La aparición de un grupo de aves muertas en la zona precordillerana de La Rioja, en cercanías de la población de Alto Jagüé, disparó el alerta a los servicios sanitarios, de Medio Ambiente y el SENASA local, que intentan determinar si la muerte de esas aves migratorias tiene relación con la gripe aviar.
Las aves, que según una primera versión podrían ser garzas, fueron halladas muertas el pasado sábado por baqueanos en cercanías de la localidad de Alto Jagué, en el departamento Vinchina, a unos cuatrocientos kilómetros al noroeste de esta capital.
Si bien es considerado normal que aparezcan aves muertas en la Cordillera y Precordillera, comúnmente son flamencos rosados, que tienen su asentamiento en la cercana Laguna Brava. Habría entre siete y diez aves muertas, según informaron los baqueanos al ingeniero Eduardo Oliva, responsable de riego, quien avisó el domingo por la tarde a las autoridades provinciales cuando bajó de la Cordillera.
El ministro de Salud de la provincia, Alejandro Buso, dijo a Clarín que con este hallazgo se entra en una etapa de "acción de vigilancia epidemiológica" en acuerdo con los organismos na cionales, especialmente el Servicio de Sanidad Animal (SENASA). Precisamente Salud Pública, el SENASA local y la Dirección de Medio Ambiente destacaron un grupo de siete especialistas que partieron a media mañana de ayer en tres camionetas para recoger las aves y "todo otro elemento que haga a conformar un cuadro lo más exacto posible".

Tarea. Continúa la noticia sobre las aves muertas en La Rioja desde donde termina. Las filas son un material aparte de la noticia.

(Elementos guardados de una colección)
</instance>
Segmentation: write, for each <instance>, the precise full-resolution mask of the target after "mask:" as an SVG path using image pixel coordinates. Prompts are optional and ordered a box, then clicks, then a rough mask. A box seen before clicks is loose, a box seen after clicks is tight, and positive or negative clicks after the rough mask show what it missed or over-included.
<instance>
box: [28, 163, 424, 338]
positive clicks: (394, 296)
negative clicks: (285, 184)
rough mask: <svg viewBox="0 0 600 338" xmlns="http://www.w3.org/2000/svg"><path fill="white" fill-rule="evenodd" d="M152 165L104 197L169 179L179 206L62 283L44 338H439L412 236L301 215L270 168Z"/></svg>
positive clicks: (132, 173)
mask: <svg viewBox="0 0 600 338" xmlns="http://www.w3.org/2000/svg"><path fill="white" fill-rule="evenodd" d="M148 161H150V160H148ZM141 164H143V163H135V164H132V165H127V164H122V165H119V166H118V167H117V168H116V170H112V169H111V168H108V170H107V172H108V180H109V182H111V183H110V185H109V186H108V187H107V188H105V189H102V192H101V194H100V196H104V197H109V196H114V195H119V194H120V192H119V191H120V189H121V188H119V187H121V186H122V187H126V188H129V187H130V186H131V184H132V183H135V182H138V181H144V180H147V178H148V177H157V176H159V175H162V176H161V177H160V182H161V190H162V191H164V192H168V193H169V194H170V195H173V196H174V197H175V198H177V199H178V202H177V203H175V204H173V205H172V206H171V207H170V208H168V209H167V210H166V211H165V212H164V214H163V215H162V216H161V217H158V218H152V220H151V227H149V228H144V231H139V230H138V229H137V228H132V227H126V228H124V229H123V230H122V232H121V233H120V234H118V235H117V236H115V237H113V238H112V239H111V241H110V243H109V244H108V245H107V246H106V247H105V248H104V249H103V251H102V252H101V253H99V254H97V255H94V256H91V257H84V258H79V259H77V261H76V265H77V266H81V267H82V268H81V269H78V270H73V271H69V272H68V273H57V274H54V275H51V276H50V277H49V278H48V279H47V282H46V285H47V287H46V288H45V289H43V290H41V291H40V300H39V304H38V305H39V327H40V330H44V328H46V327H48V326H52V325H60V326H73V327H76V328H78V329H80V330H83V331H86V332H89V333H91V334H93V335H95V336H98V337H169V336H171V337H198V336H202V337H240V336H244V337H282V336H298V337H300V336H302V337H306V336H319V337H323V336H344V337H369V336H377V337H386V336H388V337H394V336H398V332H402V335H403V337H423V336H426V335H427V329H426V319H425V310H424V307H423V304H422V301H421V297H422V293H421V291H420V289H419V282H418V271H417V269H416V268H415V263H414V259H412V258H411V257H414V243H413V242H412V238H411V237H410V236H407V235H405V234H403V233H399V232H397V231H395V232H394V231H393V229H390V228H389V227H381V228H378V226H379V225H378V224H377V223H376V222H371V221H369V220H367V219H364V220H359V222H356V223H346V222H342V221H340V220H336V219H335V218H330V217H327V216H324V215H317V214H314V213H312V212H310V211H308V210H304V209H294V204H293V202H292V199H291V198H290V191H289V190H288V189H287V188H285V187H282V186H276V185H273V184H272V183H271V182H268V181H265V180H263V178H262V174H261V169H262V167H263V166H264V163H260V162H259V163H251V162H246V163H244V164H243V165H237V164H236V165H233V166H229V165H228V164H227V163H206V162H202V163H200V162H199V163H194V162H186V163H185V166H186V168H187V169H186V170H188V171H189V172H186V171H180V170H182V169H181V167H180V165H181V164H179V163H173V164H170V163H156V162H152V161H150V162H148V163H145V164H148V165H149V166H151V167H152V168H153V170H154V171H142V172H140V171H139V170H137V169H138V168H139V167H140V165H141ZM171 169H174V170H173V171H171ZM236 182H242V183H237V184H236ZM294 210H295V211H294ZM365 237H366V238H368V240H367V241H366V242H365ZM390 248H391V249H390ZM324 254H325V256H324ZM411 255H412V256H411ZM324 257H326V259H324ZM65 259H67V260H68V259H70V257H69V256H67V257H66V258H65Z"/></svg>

Resultado.
La ruta solamente está asfaltada hasta Vinchina, la cabecera departamental. Desde allí continúa el ripio del futuro camino internacional a Chile. Si bien en esta etapa la "acción de vigilancia" está a cargo del SENASA, por una cuestión de infraestructura, la coordinación la hace Salud Pública de la provincia.
Esa comitiva está integrada entre otros por el responsable del Departamento de Zoonosis de Salud Pública, veterinario Juan C. Amaya; el responsable de SENASA La Rioja, veterinario Eduardo Dellepiane, y la entomóloga Margarita Suárez. Todos llevan trajes y equipamiento especial para estar completamente aislados de los animales y no tener contacto directo alguno con ellos. Los cadáveres serán acondicionados en bolsas especiales y mantenidos en cadena de frío. El regreso a la capital provincial de la expedición de científicos se esperaba para ayer a la noche.
Buso dijo que hoy los cuerpos de las aves serán enviados en el vuelo de línea al Instituto Malbrán de Buenos Aires, el único lugar de la Argentina que está en condiciones de confirmar si las aves murieron por gripe aviar o por otra causa.
El ministro explicó la conveniencia de no alarmar a la población, porque no es nada extraño que aves migratorias mueran en su viaje, por distintas causas. Y aunque se determine que murieron por gripe, tendría que ser por la cepa H5N1, que es la causante de las muertes en el Extremo Oriente.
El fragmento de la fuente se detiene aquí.